▸ **Supplied passage**:
One of the two male forces of creation that created Scadrial long ago. Ruin agreed to help Preservation create the human race, under the condition that he would eventually be granted the right to destroy all things. To prevent Ruin from accomplishing his goal, Preservation sealed him in the Well of Ascension, but he was released by Vin. He can manifest in the minds of people with Hemalurgic spikes. He is Zane's "God" and the voice of Reen in Vin's head.
- Above Good and Evil: Ruin denies being malevolent; to him, the destruction of the world is both inevitable and natural. Even beautiful. That said, even if this is true, his appreciation for destroying things and people leads him to do things like gloating to rub salt in the wound. It reaches the point that it's indistinguishable from petty malice.
- Affably Evil: When Ati personally interacts with Kelsier in Mistborn: Secret History, he talks genuinely about the necessity for endings and change. But he's still ready to end the world now, saying its time is up.
- Alas, Poor Villain: Ati was once a kind and generous man, says Hoid.
- Animal Motifs: Not in the original trilogy, but in Mistborn: Secret History he is frequently compared to a spider.

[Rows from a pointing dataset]
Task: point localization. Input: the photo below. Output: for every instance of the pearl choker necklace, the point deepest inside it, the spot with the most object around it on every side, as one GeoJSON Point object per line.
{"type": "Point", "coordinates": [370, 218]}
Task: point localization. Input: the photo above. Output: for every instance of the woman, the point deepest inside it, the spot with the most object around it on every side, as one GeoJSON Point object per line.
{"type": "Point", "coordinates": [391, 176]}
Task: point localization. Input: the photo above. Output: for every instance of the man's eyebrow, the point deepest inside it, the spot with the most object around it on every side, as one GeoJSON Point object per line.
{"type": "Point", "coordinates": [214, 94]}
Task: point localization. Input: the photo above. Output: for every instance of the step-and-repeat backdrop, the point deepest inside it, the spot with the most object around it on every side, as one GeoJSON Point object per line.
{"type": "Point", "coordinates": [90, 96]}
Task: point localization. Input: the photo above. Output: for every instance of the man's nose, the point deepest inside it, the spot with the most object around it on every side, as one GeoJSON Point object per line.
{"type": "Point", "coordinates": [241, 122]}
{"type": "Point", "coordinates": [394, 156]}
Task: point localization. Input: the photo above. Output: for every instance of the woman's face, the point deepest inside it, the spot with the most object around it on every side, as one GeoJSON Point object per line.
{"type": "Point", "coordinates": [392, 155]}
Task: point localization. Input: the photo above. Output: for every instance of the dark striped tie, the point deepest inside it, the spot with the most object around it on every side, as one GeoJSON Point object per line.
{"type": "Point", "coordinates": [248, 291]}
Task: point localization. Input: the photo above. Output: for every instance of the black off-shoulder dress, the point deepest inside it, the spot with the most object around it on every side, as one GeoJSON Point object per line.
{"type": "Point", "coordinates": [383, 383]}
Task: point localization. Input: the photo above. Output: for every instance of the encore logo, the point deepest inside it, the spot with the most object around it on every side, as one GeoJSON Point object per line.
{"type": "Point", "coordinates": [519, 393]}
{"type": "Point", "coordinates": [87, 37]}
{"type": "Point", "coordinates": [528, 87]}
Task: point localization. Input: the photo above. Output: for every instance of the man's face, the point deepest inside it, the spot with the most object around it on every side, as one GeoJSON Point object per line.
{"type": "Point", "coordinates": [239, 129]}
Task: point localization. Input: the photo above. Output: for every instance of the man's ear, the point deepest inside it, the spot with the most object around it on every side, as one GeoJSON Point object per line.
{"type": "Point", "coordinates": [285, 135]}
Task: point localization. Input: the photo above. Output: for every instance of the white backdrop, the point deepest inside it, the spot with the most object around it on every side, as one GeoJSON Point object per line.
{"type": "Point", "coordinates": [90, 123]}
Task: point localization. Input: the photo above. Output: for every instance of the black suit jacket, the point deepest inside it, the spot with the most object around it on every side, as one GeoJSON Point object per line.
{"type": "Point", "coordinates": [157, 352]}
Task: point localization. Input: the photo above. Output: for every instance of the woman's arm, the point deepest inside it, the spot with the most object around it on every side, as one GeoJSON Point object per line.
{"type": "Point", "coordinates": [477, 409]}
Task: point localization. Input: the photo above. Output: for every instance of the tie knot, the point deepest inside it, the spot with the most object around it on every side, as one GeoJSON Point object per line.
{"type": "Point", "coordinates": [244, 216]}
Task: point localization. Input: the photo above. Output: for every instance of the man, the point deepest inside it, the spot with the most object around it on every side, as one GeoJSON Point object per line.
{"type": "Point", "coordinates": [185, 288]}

▸ **Written instruction A**:
Condense the paragraph of the passage on Ruin that begins "One of the two male forces of creation" into a short bulleted list that keeps its main facts.
▸ **Written instruction B**:
In the passage on Ruin, who says that Ati was once a kind and generous man?

▸ **Full solution A**:
- One of the two male forces of creation that made Scadrial long ago.
- Helped Preservation create humanity on condition that he would eventually be allowed to destroy all things.
- Sealed by Preservation in the Well of Ascension to stop him, then released by Vin.
- Can manifest in the minds of people with Hemalurgic spikes.
- Is Zane's "God" and the voice of Reen in Vin's head.

▸ **Full solution B**:
Hoid.